Return each row below that contains the word "raised", treating uppercase and lowercase as different.

------

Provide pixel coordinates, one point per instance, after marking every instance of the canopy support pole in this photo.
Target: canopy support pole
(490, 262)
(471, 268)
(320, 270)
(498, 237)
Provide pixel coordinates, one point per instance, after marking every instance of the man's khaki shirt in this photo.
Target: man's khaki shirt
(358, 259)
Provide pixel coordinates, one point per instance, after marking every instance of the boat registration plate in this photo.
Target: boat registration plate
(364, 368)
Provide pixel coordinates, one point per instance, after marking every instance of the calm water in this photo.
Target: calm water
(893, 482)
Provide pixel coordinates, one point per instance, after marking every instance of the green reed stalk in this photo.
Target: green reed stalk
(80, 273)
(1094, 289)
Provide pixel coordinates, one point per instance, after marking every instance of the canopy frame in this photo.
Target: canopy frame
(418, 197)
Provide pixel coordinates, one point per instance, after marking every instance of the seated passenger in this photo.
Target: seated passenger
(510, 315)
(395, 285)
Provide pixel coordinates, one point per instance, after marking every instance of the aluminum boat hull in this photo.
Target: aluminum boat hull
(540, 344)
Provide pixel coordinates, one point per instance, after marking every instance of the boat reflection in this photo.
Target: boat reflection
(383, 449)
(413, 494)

------

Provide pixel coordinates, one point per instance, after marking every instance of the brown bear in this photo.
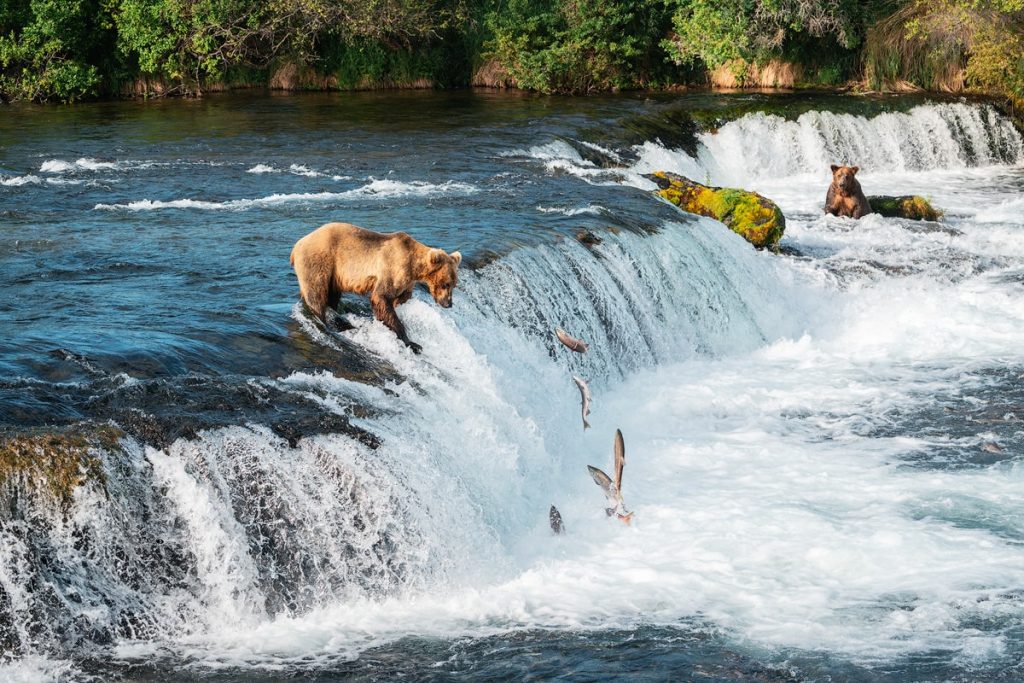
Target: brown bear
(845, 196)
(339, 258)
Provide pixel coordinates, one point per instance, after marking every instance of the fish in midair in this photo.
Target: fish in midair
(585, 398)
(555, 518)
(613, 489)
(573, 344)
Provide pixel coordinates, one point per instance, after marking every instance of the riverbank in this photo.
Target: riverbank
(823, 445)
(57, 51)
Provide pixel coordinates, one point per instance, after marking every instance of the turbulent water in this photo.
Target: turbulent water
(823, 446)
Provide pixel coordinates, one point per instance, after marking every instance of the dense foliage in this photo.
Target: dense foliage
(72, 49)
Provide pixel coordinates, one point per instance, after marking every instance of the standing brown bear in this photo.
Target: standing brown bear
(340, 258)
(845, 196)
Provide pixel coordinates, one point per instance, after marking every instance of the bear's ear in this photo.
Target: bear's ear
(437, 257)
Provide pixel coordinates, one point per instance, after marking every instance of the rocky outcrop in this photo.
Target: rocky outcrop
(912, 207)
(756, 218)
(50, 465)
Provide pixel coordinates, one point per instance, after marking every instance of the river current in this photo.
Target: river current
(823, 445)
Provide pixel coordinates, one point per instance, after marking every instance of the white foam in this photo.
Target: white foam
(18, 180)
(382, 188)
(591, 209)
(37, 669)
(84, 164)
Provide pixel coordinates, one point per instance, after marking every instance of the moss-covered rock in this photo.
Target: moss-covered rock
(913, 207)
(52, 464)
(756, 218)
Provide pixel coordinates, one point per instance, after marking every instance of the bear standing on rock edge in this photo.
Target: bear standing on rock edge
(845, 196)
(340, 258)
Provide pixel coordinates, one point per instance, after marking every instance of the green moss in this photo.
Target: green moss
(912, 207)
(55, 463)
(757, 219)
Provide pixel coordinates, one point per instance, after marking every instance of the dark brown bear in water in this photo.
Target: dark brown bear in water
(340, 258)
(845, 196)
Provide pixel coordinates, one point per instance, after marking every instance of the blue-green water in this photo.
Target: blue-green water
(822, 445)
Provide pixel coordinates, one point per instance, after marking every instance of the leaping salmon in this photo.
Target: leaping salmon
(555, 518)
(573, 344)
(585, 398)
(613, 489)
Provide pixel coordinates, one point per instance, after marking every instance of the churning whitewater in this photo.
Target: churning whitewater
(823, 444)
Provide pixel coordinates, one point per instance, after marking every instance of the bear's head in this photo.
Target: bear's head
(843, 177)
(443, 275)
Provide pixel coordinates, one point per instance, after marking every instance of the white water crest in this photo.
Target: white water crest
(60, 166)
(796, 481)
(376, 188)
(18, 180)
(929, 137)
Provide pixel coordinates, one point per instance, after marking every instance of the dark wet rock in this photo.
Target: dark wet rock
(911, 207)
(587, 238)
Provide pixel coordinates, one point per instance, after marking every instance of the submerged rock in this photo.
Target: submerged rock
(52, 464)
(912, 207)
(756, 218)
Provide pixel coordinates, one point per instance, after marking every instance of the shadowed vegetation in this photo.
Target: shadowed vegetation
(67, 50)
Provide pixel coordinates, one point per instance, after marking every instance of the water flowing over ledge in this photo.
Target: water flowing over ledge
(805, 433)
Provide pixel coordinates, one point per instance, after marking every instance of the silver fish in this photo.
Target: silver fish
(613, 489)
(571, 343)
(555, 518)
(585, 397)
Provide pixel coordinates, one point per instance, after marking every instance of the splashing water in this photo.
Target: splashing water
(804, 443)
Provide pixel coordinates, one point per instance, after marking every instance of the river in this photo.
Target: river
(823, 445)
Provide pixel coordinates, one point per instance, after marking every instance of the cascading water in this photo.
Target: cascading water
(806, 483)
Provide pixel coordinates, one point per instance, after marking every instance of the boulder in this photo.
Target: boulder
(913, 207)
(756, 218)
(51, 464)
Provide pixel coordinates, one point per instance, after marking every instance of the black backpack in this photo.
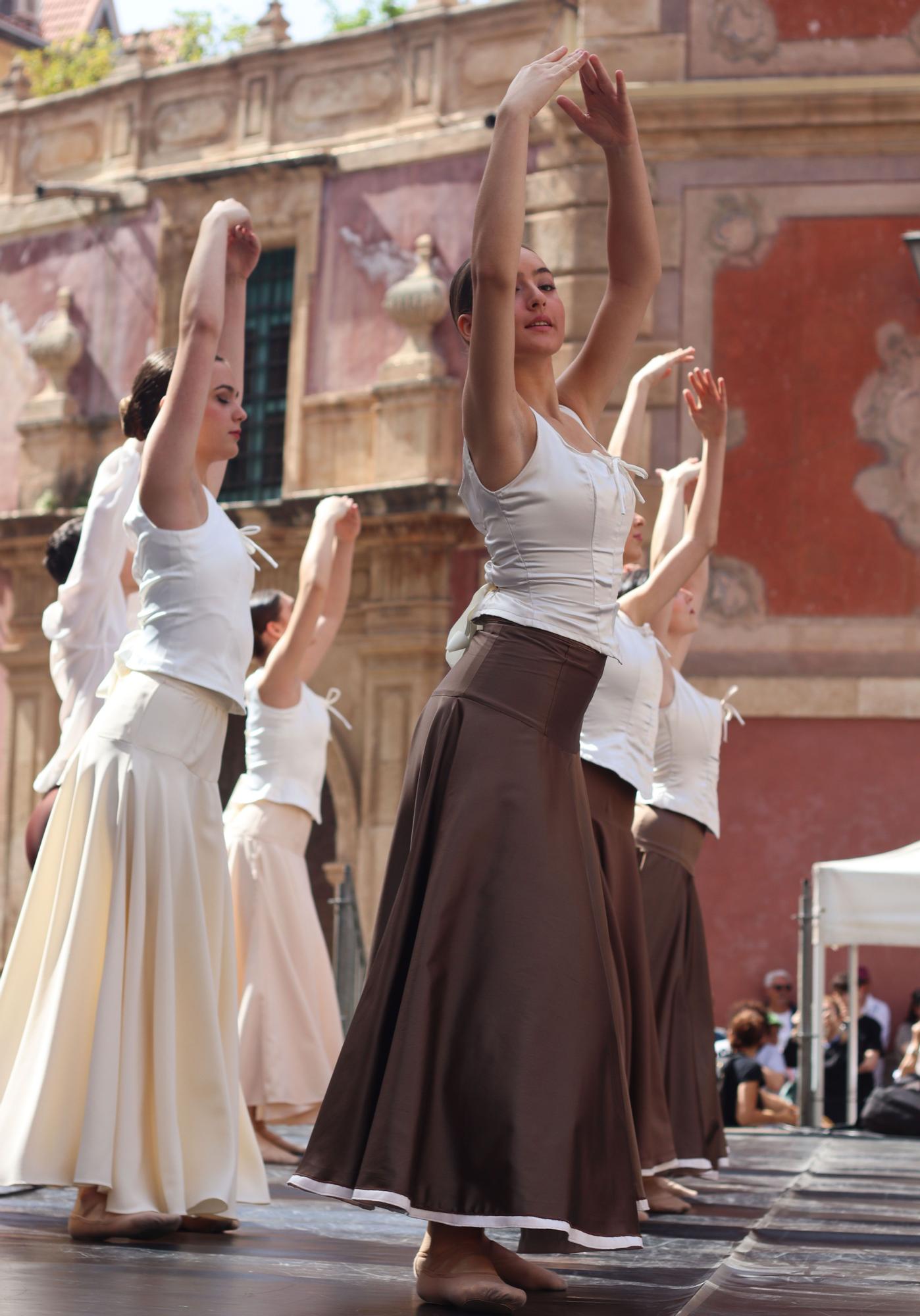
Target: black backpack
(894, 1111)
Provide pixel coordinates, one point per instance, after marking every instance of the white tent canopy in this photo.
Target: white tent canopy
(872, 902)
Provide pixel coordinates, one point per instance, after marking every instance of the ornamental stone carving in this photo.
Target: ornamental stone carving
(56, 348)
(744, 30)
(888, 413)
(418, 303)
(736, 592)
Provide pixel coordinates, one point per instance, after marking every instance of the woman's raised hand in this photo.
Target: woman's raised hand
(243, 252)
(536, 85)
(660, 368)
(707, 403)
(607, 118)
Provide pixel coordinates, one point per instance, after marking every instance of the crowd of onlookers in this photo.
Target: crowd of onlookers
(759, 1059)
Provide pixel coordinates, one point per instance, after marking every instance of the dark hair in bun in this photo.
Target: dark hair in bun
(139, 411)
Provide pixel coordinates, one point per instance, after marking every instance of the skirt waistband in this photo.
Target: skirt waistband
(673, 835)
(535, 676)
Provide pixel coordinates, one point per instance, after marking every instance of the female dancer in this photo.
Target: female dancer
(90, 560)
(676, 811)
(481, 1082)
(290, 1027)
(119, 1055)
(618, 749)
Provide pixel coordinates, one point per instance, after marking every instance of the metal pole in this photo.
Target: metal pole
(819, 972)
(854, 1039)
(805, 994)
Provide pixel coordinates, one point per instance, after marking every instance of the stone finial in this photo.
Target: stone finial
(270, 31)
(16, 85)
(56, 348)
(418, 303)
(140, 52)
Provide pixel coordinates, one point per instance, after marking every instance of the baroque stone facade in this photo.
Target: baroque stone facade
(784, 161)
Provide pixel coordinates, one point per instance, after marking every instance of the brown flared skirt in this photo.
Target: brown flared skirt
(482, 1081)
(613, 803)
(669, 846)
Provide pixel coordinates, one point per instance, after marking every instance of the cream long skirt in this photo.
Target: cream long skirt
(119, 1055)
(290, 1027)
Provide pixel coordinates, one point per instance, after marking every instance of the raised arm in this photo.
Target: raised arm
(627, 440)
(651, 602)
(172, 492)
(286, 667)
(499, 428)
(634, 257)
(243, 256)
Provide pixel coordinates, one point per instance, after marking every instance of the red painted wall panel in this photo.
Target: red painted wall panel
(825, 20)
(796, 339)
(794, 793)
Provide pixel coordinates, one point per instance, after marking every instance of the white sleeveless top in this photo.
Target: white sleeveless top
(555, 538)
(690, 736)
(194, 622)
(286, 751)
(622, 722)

------

▸ Problem solution
Provide pixel coordinates, one point per instance, after marking every instance of the woman's raised hand in this photo.
Target: woman's raised hand
Provide pixel coordinates, one point per instance, after marking every instance of the raised arm in this photo.
Target: raised arm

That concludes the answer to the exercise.